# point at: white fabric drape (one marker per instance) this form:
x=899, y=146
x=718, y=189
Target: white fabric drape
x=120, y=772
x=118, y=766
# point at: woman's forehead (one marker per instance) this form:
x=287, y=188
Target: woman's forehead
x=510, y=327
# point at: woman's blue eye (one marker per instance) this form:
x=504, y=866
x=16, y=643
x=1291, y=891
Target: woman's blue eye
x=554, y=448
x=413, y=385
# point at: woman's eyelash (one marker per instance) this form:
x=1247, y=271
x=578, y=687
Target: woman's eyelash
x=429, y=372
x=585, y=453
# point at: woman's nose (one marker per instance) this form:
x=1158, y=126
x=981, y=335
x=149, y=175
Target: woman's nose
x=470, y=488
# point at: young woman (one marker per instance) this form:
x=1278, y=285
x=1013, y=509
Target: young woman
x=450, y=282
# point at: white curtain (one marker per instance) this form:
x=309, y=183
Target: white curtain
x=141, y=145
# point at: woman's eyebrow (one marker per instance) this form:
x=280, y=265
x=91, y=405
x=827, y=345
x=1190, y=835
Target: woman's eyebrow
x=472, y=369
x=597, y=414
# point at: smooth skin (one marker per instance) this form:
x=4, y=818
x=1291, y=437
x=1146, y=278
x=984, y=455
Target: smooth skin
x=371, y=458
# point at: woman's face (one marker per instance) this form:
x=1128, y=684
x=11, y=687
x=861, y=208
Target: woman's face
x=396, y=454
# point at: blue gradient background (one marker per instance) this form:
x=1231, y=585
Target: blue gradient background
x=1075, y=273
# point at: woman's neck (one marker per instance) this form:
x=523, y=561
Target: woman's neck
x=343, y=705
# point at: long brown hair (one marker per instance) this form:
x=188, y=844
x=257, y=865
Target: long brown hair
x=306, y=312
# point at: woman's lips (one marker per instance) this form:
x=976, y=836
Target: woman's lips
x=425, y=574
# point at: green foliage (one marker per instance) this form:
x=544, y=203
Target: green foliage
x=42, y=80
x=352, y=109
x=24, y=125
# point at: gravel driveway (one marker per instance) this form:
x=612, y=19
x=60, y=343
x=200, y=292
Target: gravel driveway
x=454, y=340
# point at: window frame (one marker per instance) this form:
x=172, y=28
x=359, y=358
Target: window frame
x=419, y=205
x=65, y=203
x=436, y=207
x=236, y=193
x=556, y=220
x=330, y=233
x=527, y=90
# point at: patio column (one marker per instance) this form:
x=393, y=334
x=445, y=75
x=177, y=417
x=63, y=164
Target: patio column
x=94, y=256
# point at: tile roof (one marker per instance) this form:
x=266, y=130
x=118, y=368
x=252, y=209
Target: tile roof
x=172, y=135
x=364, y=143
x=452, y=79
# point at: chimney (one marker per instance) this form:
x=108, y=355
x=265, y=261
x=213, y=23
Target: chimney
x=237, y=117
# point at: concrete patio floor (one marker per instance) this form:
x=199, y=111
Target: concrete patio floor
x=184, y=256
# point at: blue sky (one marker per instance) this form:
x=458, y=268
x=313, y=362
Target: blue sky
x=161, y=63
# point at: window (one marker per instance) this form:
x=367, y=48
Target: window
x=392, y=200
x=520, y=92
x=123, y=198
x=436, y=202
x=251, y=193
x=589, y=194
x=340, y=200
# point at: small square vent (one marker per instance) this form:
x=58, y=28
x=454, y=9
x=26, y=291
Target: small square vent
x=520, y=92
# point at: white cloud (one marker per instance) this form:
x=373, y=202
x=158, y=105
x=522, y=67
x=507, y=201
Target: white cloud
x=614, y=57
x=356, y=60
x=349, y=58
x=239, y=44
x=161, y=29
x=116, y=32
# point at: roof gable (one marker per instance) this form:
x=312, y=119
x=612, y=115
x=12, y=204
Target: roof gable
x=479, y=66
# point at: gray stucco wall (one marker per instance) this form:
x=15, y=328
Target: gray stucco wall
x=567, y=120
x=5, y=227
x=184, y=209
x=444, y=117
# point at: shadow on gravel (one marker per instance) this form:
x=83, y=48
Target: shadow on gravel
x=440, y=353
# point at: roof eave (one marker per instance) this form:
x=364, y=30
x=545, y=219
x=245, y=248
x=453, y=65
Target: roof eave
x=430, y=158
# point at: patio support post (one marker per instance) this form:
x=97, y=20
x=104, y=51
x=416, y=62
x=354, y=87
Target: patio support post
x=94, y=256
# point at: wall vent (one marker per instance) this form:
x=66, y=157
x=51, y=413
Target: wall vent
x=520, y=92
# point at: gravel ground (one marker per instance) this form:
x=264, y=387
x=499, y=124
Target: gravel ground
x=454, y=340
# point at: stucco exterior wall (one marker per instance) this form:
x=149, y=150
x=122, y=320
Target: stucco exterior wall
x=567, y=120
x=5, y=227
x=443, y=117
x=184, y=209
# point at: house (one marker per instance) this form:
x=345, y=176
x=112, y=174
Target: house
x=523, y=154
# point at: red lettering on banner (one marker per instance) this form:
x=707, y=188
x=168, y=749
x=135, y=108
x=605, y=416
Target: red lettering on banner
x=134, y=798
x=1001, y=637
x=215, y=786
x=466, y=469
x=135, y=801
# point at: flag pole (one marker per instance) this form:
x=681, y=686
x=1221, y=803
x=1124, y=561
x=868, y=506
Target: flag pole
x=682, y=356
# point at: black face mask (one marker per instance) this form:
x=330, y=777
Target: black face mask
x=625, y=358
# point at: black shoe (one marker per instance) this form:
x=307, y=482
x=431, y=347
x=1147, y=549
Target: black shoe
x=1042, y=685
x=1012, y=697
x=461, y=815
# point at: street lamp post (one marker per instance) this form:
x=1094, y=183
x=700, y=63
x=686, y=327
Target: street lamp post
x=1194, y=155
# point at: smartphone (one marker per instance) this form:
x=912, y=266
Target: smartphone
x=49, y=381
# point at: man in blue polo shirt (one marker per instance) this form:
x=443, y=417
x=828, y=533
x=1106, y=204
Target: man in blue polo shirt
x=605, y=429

» Given task
Update the lines from the one with "# point at: woman's neck" up to and including the one with "x=24, y=125" by replacing "long brown hair" with "long dark hair", leaving everything else unchanged.

» Right answer
# point at: woman's neck (one marker per instance) this form:
x=523, y=561
Target: woman's neck
x=343, y=705
# point at: long dark hair (one marker per instance) this form:
x=188, y=844
x=257, y=865
Target: long dark hair
x=306, y=312
# point at: woman's lips (one marker per instance) this form:
x=976, y=836
Target: woman's lips
x=425, y=574
# point at: green foliage (one marker per instance) this form:
x=544, y=203
Target: green foliage
x=42, y=80
x=352, y=109
x=24, y=125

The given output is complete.